(Saved entries)
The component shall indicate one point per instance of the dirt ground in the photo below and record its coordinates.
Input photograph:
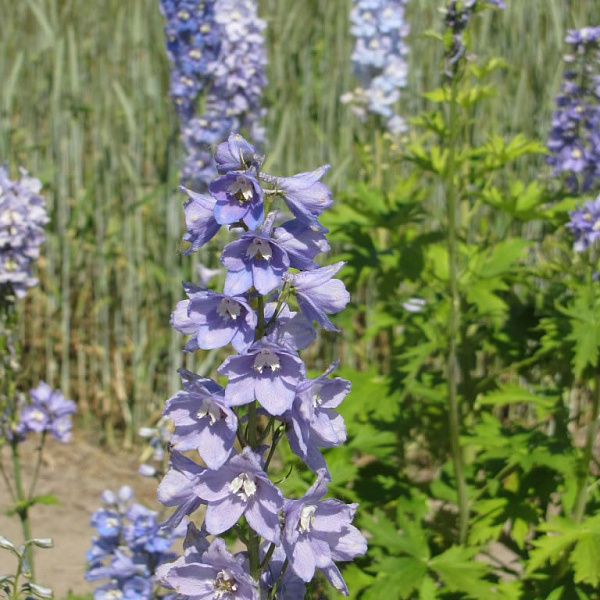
(76, 473)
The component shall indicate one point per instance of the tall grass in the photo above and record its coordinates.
(84, 106)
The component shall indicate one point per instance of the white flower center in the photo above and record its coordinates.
(10, 265)
(225, 584)
(307, 518)
(242, 189)
(229, 309)
(37, 415)
(243, 485)
(211, 410)
(259, 248)
(317, 400)
(266, 358)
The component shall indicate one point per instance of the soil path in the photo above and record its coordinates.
(76, 473)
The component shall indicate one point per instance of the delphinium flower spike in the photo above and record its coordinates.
(274, 292)
(129, 547)
(379, 58)
(217, 52)
(22, 220)
(574, 140)
(458, 13)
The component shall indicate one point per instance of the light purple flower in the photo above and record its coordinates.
(318, 294)
(22, 221)
(290, 587)
(291, 330)
(306, 196)
(177, 488)
(219, 576)
(236, 154)
(240, 197)
(267, 373)
(200, 222)
(254, 260)
(214, 320)
(202, 422)
(241, 487)
(312, 421)
(585, 225)
(48, 411)
(318, 532)
(301, 243)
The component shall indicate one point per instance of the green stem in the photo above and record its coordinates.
(584, 467)
(22, 511)
(276, 584)
(36, 472)
(7, 482)
(454, 319)
(15, 592)
(276, 437)
(252, 437)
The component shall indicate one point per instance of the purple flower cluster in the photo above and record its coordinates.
(379, 59)
(458, 15)
(574, 139)
(130, 546)
(158, 438)
(217, 49)
(585, 225)
(274, 291)
(47, 411)
(22, 220)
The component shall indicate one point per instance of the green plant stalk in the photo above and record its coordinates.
(23, 510)
(252, 435)
(454, 321)
(584, 467)
(38, 464)
(15, 590)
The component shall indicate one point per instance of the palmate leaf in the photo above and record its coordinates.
(459, 570)
(411, 540)
(514, 394)
(585, 559)
(565, 537)
(585, 328)
(397, 579)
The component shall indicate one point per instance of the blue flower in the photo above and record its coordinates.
(217, 51)
(379, 58)
(241, 487)
(22, 220)
(585, 225)
(574, 139)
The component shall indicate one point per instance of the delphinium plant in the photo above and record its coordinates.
(274, 291)
(217, 51)
(379, 58)
(22, 220)
(20, 585)
(574, 140)
(131, 544)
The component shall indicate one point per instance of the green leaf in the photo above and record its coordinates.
(514, 394)
(585, 559)
(397, 578)
(551, 548)
(45, 499)
(411, 540)
(461, 573)
(500, 260)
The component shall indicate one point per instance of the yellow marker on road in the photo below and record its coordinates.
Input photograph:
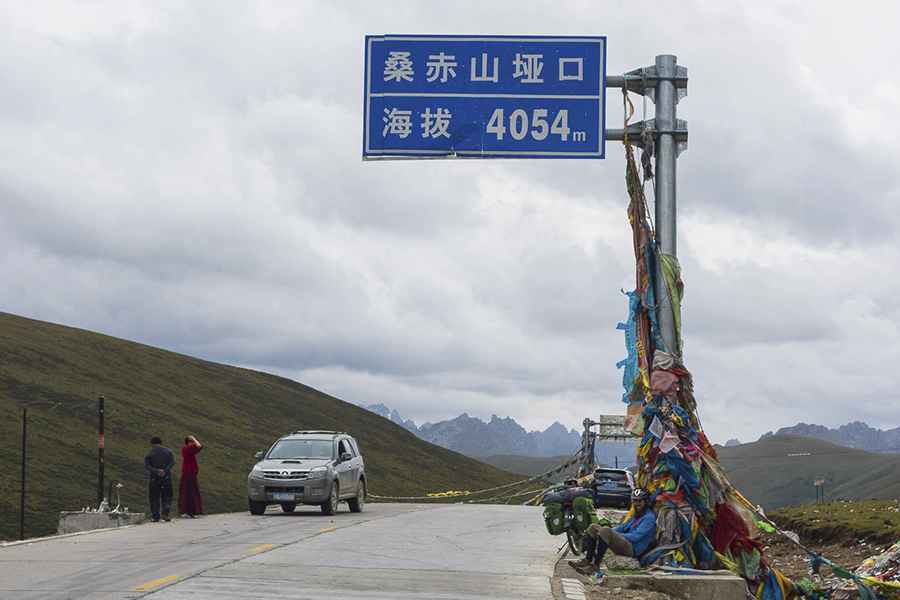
(146, 587)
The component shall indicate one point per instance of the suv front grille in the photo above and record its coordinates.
(285, 474)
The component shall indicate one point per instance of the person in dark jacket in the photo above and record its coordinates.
(632, 538)
(158, 463)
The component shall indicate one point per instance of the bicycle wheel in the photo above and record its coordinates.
(574, 540)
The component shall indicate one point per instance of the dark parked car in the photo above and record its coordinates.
(612, 487)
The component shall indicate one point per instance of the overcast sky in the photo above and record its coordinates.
(188, 175)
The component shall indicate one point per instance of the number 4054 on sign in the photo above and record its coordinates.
(484, 96)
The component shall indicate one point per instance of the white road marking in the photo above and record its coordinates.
(572, 588)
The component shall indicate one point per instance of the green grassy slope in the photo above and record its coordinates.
(780, 470)
(876, 521)
(149, 391)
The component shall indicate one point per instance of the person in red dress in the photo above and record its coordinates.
(190, 502)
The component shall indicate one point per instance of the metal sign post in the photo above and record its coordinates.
(665, 83)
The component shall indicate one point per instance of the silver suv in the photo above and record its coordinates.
(308, 467)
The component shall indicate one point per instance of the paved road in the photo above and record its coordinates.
(399, 551)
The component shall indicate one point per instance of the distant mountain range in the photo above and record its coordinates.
(504, 436)
(852, 435)
(779, 470)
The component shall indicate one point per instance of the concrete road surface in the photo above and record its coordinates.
(402, 551)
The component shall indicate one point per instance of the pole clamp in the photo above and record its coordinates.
(636, 132)
(643, 81)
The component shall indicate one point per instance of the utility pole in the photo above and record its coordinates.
(101, 446)
(22, 494)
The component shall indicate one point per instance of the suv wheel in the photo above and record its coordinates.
(356, 504)
(256, 508)
(329, 507)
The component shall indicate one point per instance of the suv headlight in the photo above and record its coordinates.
(318, 472)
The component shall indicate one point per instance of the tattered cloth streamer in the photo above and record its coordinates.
(702, 521)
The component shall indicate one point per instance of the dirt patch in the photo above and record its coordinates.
(791, 560)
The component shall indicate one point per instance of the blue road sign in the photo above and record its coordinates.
(484, 96)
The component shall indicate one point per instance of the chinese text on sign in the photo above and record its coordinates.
(484, 96)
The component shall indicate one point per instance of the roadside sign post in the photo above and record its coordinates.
(24, 462)
(101, 447)
(457, 96)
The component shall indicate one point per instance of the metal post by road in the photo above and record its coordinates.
(666, 154)
(101, 445)
(664, 83)
(22, 494)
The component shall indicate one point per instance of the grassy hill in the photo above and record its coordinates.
(150, 391)
(780, 470)
(876, 521)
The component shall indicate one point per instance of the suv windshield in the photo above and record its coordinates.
(302, 449)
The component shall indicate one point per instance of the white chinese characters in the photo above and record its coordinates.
(397, 122)
(398, 66)
(571, 69)
(441, 66)
(528, 67)
(433, 124)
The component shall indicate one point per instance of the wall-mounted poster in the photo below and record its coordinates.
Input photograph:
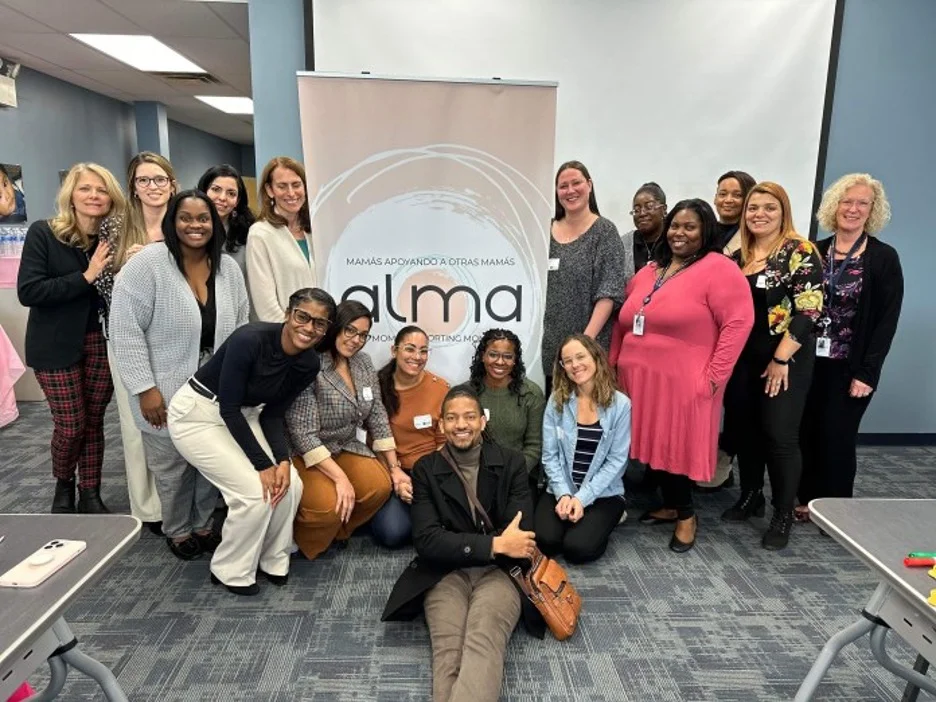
(12, 197)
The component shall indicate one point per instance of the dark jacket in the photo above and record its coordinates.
(51, 284)
(444, 532)
(878, 309)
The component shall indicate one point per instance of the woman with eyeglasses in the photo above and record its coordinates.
(336, 427)
(174, 303)
(676, 340)
(586, 441)
(413, 398)
(226, 189)
(216, 423)
(649, 211)
(151, 183)
(587, 266)
(279, 245)
(513, 404)
(863, 288)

How to complete this task ->
Wherever a picture appears in the data, please drop it and retype the rest exactly.

Written solution ->
The component shall indicate one point per instance of the dirt ground in the photo below and record its coordinates.
Input photograph:
(76, 473)
The component shall indicate one point per instance of the tall grass in the photo above and record its coordinates.
(84, 106)
The component shall indicate one point per instance of the white flower center in the photo above and record its coordinates.
(10, 265)
(225, 584)
(307, 518)
(242, 189)
(229, 309)
(37, 415)
(243, 485)
(211, 410)
(259, 248)
(317, 400)
(266, 358)
The component shall indicate one point per instance of the soil path in the photo above and record its coordinates.
(76, 473)
The component shall indicate one point per instance of the delphinium flower spike in the photo above and record its coordinates.
(274, 292)
(129, 547)
(379, 58)
(217, 52)
(22, 220)
(574, 140)
(458, 13)
The component shall indicate one point per instance of the light purple flower in the photo above and record its coordinates.
(318, 294)
(22, 221)
(290, 587)
(291, 330)
(306, 196)
(177, 488)
(219, 576)
(236, 154)
(240, 197)
(267, 373)
(200, 222)
(254, 260)
(214, 320)
(202, 422)
(241, 487)
(312, 421)
(585, 225)
(48, 411)
(318, 532)
(301, 243)
The component shall indicate one point per instance of the green stem in the photo above and record its coordinates.
(584, 467)
(22, 511)
(276, 584)
(36, 472)
(7, 482)
(454, 319)
(15, 592)
(276, 437)
(252, 437)
The component shall indicate one point per instance of the purple flower cluster in the photo above and record its coordinates.
(379, 59)
(458, 15)
(574, 139)
(130, 546)
(158, 438)
(217, 49)
(585, 225)
(274, 291)
(47, 411)
(22, 220)
The component shall indicate one point per instance of the green plant stalk in the photo above and record its coordinates.
(23, 510)
(252, 435)
(454, 321)
(584, 467)
(38, 464)
(15, 590)
The component shall indicate one point per instance of the palmate leaf in the photo above and record its coordinates.
(459, 570)
(411, 540)
(514, 394)
(585, 559)
(565, 537)
(585, 328)
(397, 579)
The component shall indicate one point per instance of the blue flower in the photo above and record its coordinates.
(217, 51)
(379, 58)
(241, 487)
(22, 220)
(585, 225)
(574, 139)
The component shall indicate one point per instance of the delphinium plant in the photo above and record its coordinates.
(274, 291)
(217, 51)
(379, 58)
(22, 220)
(20, 585)
(574, 140)
(131, 544)
The component shall indicate one point per instance of the green leaf in the photo above and record its coordinates.
(514, 394)
(585, 559)
(397, 578)
(551, 548)
(45, 499)
(411, 540)
(461, 573)
(500, 260)
The component shall indicate one point per instance of the yellow marker on road in the photo below and record its coordinates.
Input photograph:
(146, 587)
The component shall indicate one point per instance of the suv front grille in the photo above and record its coordinates.
(285, 474)
The component shall indicate one point per instance of the person in dark jacket in the photo above and record its coordinates.
(632, 538)
(158, 463)
The component shall indicate one point per instance of the bicycle wheel in the photo above and record its coordinates.
(574, 540)
The component shall indicate one point per instance of the dark parked car in the photo above and record its coordinates.
(612, 487)
The component shall indicate one point per instance of the overcast sky in the photo above and record its coordinates.
(188, 175)
The component shall indicate one point per instance of the number 4054 on sign in the photo above and record its coordinates.
(484, 96)
The component shall indicate one point per instance of the white road marking in the photo above and record its coordinates.
(572, 588)
The component shall indicate one point per instance of the green grassy slope in the photo above and record its coordinates.
(780, 470)
(876, 521)
(149, 391)
The component shall indicate one point per instance of the person in red dress in the photo above and record its coordinates.
(190, 502)
The component shall indicate one point per instance of the metal sign post in the photo above and record its coordinates.
(665, 83)
The component shall indicate one point per instance of the silver suv in the photo above and record its coordinates.
(308, 467)
The component shall indicate one point per instance of the paved road in the photo above and record its coordinates.
(399, 551)
The component shall indicate one point per instance of the distant mountain range in the photo above and record its coordinates.
(504, 436)
(852, 435)
(779, 470)
The component shall indicate one point per instance of the concrete road surface in the photo above and record its coordinates.
(402, 551)
The component shall indicate one point per instance of the pole clamp in the photo above and record its coordinates.
(636, 132)
(643, 81)
The component shall indicate one point per instance of the utility pole in the photo above and record its coordinates.
(101, 446)
(22, 494)
The component shall indicate one point per instance of the suv wheel in the photo above and record its coordinates.
(356, 504)
(256, 508)
(329, 507)
The component shall indicate one point per instance of the suv headlight in the photo above and record its coordinates.
(318, 472)
The component shall indicate one point per instance of the tattered cloth streamer in the photo above and record its coordinates.
(702, 521)
The component shall indicate one point per instance of the dirt patch in the photo above and record its coordinates.
(791, 560)
The component shall indicate one point per instance of the blue road sign in the photo above and record its coordinates.
(484, 96)
The component shall indicate one point per instance of the chinese text on sign in the photo above and record its coordinates.
(484, 96)
The component shall indicate one point per instance of the roadside sign post in the photo above and record its coordinates.
(24, 462)
(101, 447)
(457, 96)
The component shall indicate one point per instance of the metal post by road in the photo above and record its coordinates.
(666, 154)
(101, 445)
(664, 83)
(22, 494)
The component shall indicate one point per instance of the grassy hill in the photo above and record its coordinates.
(150, 391)
(780, 470)
(876, 521)
The component shall indicate one point per instance of the suv windshield in the photo above and record its coordinates.
(302, 449)
The component shall indicate one point per instance of the white chinese characters in the photo above and record its coordinates.
(397, 122)
(398, 66)
(571, 69)
(441, 66)
(528, 67)
(433, 124)
The component shall indicate one point per instance of the wall-mounted poster in the photo below and record its coordinates.
Input photograph:
(12, 197)
The component shall indicate one point per instance of the dark jacket in the photo above and record its coordinates.
(51, 284)
(444, 532)
(878, 309)
The component shall indicate one point per instance of the woman with eyeglasses in the photo above and record its coordinates.
(336, 427)
(174, 303)
(676, 340)
(586, 441)
(413, 398)
(226, 189)
(216, 423)
(649, 211)
(151, 183)
(587, 266)
(279, 245)
(513, 404)
(863, 288)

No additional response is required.